--- SELECTED TEXT ---
====
Gotabaya Rajapaksa’s much-anticipated overseas trip—his first since taking office as president—saw India and Sri Lanka assert their priorities and sensitivities as they pledged to work together in harmony.
After a round of talks with Rajapaksa, Prime Minister Narendra Modi offered Sri Lanka a $400 million line of credit as well as $50 million for combating terrorism.
The latter was much appreciated by Rajapaksa, who had made combating terror a key part of his election campaign, coming as it did in the aftermath of the deadly Easter Sunday bombings that left 253 dead and over 500 injured.
In addition, Modi said that both leaders have agreed to utilise a previously-announced $100 million line of credit for solar projects.
This visit was in sharp contrast to that by Rajapaksa's predecessor Ranil Wickremesinghe in September 2015, when the gifts offered were relatively smaller; a deal to supply medicines to a Colombo hospital as well as to establish an ambulance service there.
This time, the wooing needed to be more carefully crafted, since Rajapaksa's pro-China leanings are clear. There was a hint of that stance in Rajapaka's speech when he said that Sri Lanka's cooperation with India was multifaceted, but that the priority was security. With other countries, however, he said the focus was “economy and commerce”.
====
--- DATA ---

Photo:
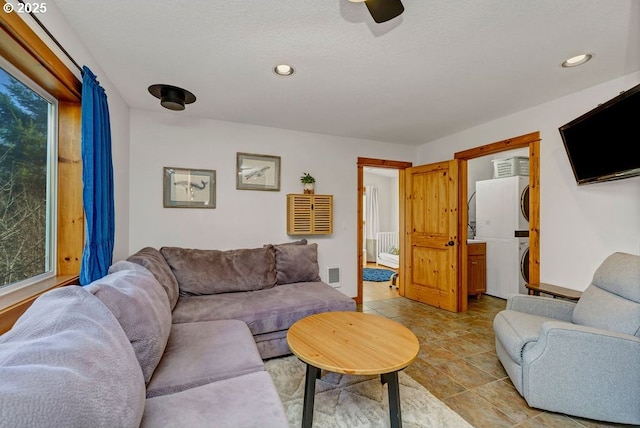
====
--- REQUIREMENT 1 ---
List every dollar amount that the article on Rajapaksa's visit to India mentions, with what each one is for.
--- REQUIREMENT 2 ---
According to the article on Rajapaksa's visit to India, why did Rajapaksa value the $50 million for combating terrorism so much?
--- REQUIREMENT 3 ---
Retype part of the article on Rajapaksa's visit to India, beginning at the words "After a round" and stopping after the words "ambulance service there.".

--- TASK SOLUTION 1 ---
- $400 million: a line of credit offered to Sri Lanka
- $50 million: for combating terrorism
- $100 million: a previously-announced line of credit for solar projects

--- TASK SOLUTION 2 ---
Rajapaksa had made combating terror a key part of his election campaign. The money also came in the aftermath of the deadly Easter Sunday bombings, which left 253 dead and over 500 injured.

--- TASK SOLUTION 3 ---
After a round of talks with Rajapaksa, Prime Minister Narendra Modi offered Sri Lanka a $400 million line of credit as well as $50 million for combating terrorism.
The latter was much appreciated by Rajapaksa, who had made combating terror a key part of his election campaign, coming as it did in the aftermath of the deadly Easter Sunday bombings that left 253 dead and over 500 injured.
In addition, Modi said that both leaders have agreed to utilise a previously-announced $100 million line of credit for solar projects.
This visit was in sharp contrast to that by Rajapaksa's predecessor Ranil Wickremesinghe in September 2015, when the gifts offered were relatively smaller; a deal to supply medicines to a Colombo hospital as well as to establish an ambulance service there.